EXTRACT TO READ>
start
Cosmic rays and thermal instability in self-regulating cooling flows of massive galaxy clusters
Ricarda S. Beckmann, Yohan Dubois, Alisson Pellissier, Valeria, Olivares, Fiorella L. Polles, Oliver Hahn, Pierre Guillard, Matthew D., Lehnert

TL;DR
This study uses magneto-hydrodynamical simulations to show that cosmic rays from AGN jets can prevent cooling flows in galaxy clusters for billions of years, but do not stop thermal instability, with implications for observed gamma-ray flux.
Contribution
It demonstrates that a small fraction of AGN energy converted into cosmic rays can effectively prevent cooling flows over cosmic timescales, highlighting the role of CRs in cluster thermodynamics.
Findings
10% CR energy injection prevents cooling flows for billions of years.
CR-dominated jets form extended warm central nebulae supported by CR pressure.
CR redistribution is mainly via advection, with streaming heating maintaining gas phases.
end
WORK TO DO> List each finding given under the "Findings" heading in the galaxy cluster summary above.

DATASET EXCERPTS>
start
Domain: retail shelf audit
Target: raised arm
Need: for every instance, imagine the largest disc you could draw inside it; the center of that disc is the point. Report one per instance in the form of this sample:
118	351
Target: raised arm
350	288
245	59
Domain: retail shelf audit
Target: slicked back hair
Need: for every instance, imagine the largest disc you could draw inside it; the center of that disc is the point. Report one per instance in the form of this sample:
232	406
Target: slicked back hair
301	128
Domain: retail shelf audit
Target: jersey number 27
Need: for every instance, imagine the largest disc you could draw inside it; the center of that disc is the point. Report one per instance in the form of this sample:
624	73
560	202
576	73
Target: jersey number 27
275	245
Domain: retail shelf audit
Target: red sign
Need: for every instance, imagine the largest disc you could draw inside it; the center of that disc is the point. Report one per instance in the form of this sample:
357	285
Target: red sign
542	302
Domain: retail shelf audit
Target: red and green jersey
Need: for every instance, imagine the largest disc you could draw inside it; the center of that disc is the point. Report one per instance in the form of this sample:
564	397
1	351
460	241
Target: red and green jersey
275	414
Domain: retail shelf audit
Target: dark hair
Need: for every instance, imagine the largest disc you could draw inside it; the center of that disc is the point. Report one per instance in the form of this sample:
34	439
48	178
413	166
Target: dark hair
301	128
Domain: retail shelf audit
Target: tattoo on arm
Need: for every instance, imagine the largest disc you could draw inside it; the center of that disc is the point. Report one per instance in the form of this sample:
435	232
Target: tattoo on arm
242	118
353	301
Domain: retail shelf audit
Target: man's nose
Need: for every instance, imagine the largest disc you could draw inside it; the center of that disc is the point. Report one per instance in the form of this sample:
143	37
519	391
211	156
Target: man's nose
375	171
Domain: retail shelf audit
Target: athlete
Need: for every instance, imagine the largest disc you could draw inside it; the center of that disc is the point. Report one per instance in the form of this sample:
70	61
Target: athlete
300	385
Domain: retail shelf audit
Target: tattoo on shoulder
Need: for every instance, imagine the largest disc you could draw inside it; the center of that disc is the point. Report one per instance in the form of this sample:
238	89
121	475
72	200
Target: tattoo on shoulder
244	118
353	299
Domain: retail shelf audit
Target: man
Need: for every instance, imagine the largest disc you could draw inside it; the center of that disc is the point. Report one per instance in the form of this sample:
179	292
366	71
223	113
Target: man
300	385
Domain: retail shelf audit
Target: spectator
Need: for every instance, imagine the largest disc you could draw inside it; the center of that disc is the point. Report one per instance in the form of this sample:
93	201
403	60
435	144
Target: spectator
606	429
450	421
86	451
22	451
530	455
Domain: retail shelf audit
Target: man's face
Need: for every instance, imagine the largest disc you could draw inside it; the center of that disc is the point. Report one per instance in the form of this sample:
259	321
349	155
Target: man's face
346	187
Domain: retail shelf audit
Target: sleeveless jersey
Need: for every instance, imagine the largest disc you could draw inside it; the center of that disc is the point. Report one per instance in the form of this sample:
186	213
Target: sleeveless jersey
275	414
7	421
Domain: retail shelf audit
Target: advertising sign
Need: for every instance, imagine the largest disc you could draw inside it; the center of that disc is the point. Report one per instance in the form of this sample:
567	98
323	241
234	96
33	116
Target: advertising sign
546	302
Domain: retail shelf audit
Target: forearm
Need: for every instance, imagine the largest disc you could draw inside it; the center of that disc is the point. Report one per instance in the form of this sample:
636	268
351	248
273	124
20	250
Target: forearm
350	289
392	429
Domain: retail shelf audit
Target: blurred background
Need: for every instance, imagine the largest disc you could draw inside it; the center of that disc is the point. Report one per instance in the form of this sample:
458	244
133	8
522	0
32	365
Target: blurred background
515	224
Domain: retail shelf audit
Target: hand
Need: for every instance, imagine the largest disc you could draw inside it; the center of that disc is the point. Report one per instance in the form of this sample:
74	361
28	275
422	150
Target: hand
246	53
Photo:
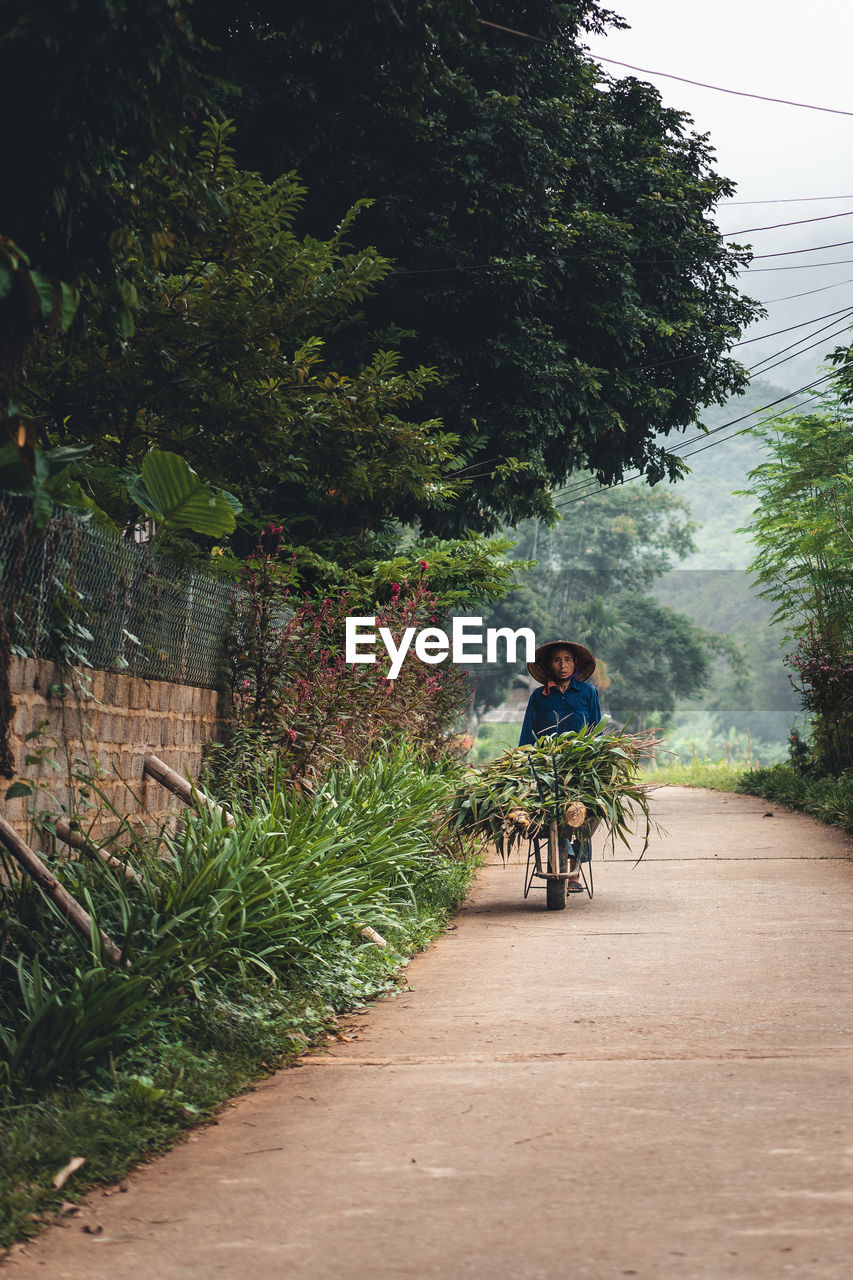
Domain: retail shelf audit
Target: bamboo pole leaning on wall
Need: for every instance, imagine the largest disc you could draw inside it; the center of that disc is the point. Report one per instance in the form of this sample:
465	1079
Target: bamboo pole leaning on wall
77	840
56	892
182	787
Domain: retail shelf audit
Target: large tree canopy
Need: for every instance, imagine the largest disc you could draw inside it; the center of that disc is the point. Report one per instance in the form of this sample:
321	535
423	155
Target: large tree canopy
556	255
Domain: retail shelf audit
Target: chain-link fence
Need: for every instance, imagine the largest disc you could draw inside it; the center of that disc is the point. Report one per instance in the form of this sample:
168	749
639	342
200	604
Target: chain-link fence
82	594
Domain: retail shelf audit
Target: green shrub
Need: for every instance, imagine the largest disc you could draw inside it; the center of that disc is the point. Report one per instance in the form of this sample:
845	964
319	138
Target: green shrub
829	799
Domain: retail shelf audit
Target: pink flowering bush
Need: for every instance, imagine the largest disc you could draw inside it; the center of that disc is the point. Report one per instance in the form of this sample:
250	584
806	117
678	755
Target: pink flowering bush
824	677
300	702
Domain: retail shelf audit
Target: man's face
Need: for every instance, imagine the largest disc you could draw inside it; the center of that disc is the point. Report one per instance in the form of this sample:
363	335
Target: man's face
561	664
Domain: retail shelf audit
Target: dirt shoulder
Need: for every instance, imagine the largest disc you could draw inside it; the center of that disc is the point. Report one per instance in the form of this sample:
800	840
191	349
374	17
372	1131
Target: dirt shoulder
655	1082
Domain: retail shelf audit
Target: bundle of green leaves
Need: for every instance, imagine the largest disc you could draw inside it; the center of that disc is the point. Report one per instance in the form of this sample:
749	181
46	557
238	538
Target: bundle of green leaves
520	792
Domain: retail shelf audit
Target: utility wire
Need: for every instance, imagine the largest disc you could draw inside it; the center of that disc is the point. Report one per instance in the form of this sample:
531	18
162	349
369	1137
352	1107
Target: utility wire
789	297
719	88
683	80
812	248
802	266
744	342
799	222
584	488
758	371
787	200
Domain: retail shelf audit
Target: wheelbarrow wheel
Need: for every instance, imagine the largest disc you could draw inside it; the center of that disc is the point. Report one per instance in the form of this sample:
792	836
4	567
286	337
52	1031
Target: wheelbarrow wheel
557	862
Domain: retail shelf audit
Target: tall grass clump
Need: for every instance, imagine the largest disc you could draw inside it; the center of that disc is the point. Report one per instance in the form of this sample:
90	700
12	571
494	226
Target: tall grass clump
240	946
826	798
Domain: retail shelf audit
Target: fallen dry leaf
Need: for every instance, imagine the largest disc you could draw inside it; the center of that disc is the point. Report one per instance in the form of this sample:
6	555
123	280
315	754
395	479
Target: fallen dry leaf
67	1170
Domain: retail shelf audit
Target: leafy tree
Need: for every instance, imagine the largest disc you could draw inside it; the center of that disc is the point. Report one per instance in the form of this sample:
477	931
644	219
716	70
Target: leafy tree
104	83
803	530
226	364
657	657
556	259
588	584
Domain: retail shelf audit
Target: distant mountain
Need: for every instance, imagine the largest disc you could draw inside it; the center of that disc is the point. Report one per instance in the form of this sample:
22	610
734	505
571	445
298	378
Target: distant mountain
721	467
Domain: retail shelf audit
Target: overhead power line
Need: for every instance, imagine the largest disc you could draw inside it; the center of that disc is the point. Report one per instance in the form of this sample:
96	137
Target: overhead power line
744	342
585	488
683	80
811	248
802	266
719	88
781	200
798	222
790	297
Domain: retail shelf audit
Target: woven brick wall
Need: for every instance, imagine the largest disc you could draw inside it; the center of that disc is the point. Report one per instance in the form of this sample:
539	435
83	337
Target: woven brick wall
121	721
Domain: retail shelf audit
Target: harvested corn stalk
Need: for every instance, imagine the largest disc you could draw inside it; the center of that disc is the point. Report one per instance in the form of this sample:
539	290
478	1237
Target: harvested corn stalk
515	798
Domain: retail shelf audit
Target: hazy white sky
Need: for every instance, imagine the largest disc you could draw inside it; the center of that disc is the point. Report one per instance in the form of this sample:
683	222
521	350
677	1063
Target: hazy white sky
779	49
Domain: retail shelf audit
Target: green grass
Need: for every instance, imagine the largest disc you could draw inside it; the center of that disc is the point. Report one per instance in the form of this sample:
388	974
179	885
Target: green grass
717	775
492	739
240	960
828	799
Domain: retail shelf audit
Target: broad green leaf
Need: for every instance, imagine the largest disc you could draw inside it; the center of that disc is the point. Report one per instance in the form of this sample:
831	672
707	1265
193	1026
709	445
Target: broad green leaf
170	490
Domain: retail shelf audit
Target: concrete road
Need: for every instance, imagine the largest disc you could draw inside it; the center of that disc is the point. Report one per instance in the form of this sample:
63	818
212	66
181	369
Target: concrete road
652	1083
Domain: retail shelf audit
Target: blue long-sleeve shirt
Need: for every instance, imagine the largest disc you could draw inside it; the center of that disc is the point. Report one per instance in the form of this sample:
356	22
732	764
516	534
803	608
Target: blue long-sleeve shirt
556	712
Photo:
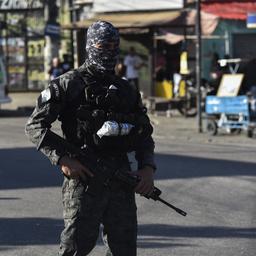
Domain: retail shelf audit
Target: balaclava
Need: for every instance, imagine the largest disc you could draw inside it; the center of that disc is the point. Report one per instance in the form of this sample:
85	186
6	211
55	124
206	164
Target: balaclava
103	59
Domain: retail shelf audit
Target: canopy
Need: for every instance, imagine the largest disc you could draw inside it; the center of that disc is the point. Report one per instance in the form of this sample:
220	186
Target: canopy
230	10
129	20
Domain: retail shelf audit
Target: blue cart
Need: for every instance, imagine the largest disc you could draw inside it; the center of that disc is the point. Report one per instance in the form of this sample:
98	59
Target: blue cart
230	113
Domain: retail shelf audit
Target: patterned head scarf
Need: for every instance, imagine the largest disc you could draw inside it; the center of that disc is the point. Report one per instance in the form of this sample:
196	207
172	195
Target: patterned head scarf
102	46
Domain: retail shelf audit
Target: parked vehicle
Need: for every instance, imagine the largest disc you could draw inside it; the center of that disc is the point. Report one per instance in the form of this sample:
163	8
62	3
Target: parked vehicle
end
EXPECTED ANSWER>
- 10% CR energy injection prevents cooling flows for billions of years.
- CR-dominated jets form extended warm central nebulae supported by CR pressure.
- CR redistribution is mainly via advection, with streaming heating maintaining gas phases.